## Stored items
★ ★ ★ ★
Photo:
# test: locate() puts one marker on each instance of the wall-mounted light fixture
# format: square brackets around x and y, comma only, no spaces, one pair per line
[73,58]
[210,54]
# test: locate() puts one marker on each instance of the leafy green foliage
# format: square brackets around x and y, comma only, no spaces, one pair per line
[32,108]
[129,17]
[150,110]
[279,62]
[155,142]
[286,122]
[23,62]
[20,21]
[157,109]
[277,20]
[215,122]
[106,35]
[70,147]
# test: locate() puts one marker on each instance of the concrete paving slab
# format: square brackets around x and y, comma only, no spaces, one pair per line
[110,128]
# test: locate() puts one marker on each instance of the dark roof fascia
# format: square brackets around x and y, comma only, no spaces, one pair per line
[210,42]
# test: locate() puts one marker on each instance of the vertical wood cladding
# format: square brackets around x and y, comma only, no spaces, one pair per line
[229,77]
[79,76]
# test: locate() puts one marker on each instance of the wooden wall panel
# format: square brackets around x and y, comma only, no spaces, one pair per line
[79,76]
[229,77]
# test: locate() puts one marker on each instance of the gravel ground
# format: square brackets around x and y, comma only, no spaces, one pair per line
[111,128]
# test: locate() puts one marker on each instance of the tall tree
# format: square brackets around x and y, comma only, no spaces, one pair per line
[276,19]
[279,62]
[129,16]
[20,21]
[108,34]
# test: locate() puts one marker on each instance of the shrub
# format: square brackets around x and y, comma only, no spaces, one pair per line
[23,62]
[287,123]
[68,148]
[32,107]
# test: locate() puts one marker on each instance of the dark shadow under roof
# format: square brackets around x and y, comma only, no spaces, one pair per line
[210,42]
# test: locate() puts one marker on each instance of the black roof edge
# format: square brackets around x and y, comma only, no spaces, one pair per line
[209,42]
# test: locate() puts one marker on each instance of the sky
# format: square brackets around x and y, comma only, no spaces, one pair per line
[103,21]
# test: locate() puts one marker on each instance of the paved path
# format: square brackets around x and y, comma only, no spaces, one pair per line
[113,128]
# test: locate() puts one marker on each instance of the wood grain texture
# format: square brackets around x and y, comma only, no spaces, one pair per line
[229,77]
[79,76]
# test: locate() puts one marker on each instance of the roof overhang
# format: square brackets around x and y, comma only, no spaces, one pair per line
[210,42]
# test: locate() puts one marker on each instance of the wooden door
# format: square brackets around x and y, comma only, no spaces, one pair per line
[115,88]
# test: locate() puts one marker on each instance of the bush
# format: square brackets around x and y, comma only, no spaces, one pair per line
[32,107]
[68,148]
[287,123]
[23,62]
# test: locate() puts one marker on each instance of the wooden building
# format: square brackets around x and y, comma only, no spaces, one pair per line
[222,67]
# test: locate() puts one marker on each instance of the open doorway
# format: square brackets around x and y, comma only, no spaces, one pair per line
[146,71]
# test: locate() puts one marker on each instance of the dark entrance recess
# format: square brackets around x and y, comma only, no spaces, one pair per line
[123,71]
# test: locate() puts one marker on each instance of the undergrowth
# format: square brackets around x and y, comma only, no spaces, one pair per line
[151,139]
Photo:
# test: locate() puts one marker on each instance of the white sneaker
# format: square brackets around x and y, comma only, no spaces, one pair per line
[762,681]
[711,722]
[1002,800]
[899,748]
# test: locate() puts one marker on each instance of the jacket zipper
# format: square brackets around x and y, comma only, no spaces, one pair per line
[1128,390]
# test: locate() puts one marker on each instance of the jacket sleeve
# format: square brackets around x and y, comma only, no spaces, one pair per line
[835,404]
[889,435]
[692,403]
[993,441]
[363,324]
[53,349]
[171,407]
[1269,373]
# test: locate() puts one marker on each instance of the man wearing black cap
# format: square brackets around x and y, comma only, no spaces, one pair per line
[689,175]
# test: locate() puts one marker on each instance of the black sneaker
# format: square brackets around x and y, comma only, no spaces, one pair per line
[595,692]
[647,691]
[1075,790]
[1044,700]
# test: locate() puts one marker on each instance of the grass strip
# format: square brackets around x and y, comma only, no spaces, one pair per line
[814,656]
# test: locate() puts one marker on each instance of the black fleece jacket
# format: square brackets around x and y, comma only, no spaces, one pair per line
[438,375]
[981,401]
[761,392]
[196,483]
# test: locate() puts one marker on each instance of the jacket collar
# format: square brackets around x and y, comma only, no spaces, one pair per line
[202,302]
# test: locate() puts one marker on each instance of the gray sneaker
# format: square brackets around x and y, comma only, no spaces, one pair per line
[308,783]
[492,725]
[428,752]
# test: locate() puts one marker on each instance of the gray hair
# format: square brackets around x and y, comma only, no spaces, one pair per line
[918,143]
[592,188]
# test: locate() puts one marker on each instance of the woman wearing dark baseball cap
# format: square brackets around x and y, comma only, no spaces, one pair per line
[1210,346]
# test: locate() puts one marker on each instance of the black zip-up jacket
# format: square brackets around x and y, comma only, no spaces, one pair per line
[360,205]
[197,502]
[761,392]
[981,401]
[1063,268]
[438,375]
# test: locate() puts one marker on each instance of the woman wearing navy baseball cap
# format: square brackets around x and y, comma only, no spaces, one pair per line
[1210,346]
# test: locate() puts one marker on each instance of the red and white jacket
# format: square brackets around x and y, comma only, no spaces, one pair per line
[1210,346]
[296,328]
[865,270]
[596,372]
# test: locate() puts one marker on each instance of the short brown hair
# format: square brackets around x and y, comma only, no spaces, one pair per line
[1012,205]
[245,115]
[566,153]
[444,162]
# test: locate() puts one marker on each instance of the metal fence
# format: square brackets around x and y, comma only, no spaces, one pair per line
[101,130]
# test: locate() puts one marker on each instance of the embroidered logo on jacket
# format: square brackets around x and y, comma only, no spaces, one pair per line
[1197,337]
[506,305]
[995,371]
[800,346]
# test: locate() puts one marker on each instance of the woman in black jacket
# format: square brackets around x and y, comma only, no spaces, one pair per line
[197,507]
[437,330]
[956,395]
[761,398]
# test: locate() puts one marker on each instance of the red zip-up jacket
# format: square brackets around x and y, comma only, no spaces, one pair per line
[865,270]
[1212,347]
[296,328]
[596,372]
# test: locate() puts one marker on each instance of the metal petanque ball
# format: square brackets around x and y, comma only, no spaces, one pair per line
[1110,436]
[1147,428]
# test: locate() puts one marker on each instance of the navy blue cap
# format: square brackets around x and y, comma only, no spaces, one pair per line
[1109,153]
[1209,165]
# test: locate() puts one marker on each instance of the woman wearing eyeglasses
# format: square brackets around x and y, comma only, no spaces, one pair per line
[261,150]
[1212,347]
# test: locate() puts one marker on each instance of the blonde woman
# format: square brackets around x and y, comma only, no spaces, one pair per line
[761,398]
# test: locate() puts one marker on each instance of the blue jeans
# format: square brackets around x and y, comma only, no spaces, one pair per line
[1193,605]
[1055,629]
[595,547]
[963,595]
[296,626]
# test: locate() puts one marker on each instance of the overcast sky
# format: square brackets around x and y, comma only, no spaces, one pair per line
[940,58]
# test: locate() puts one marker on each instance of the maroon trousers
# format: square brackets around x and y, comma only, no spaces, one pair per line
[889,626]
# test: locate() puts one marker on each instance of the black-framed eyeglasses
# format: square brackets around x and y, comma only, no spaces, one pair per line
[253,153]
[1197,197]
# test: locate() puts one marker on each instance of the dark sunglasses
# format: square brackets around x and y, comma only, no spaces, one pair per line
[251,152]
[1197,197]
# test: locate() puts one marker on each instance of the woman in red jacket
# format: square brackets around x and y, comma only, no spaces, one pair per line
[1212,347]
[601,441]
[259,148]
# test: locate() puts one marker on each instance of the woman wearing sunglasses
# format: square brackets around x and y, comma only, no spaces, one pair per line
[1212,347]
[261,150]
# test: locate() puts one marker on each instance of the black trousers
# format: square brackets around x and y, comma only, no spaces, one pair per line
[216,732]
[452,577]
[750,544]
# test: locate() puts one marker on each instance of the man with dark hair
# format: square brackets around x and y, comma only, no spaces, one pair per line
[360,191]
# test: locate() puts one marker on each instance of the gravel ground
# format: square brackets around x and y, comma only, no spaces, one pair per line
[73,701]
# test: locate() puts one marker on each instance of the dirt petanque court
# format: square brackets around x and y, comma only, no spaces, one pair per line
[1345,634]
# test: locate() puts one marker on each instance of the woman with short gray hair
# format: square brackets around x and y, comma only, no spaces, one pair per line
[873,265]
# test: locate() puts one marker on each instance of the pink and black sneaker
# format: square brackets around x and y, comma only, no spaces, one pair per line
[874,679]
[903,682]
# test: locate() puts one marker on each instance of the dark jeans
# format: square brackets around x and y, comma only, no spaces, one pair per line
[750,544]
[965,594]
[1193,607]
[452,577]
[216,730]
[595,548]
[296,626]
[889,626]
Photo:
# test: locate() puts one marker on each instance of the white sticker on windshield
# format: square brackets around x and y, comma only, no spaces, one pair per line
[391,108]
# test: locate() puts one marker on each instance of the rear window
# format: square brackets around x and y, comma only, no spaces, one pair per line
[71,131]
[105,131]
★ ★ ★ ★
## What this task involves
Transcribe only the trailing portion of the entries above: the line that contains "woman wearing sunglasses" and each line after it.

## Exercise result
# test: locate() puts one marker on each instance of the woman wearing sunglasses
# format: square brackets around x and y, comma only, no spaces, one pair per line
[1212,347]
[261,150]
# test: locate() puts one marker on each instance of the black trousers
# format: square brackets around x and y, comma only, no spaces, one pair per line
[216,732]
[452,577]
[750,544]
# test: locate() puts one marker on each instance of the man with dark hair
# format: square brackets around x and y, comma only, no spaces, one pair per line
[360,191]
# test: locate() puts one marker on each instance of the gravel ground
# format: square brackets around x and y, comma only, no spaces, one pair per line
[73,701]
# test: locate() puts one marker on each instance of the dirt petanque court
# format: square brackets around x and y, comma only, no spaces, one pair per line
[1345,634]
# test: locate() puts one marker on each instance of the woman with short gray hair
# format: square brackets around x and y, comma only, no spaces, one pair per line
[873,265]
# test: locate() puts one marker on each instance of the pink and black sneaker
# format: square brackets around x and y, comma only, no spaces, one pair per line
[874,679]
[903,682]
# test: locate() puts one marker on each instance of the dark jeans
# format: square brackets around x and y, comma only, no spaces, one pair per line
[750,544]
[965,594]
[1193,607]
[452,577]
[216,730]
[595,548]
[296,626]
[889,626]
Photo:
# test: locate() puts one marker on each instance of the white sticker on windshield
# format: square brackets around x and y, comma only, no spaces, one pair per line
[391,108]
# test: locate() puts one marker on each instance of the rear window
# format: square brackets around x and y, comma only, no spaces, one pair per line
[71,131]
[105,131]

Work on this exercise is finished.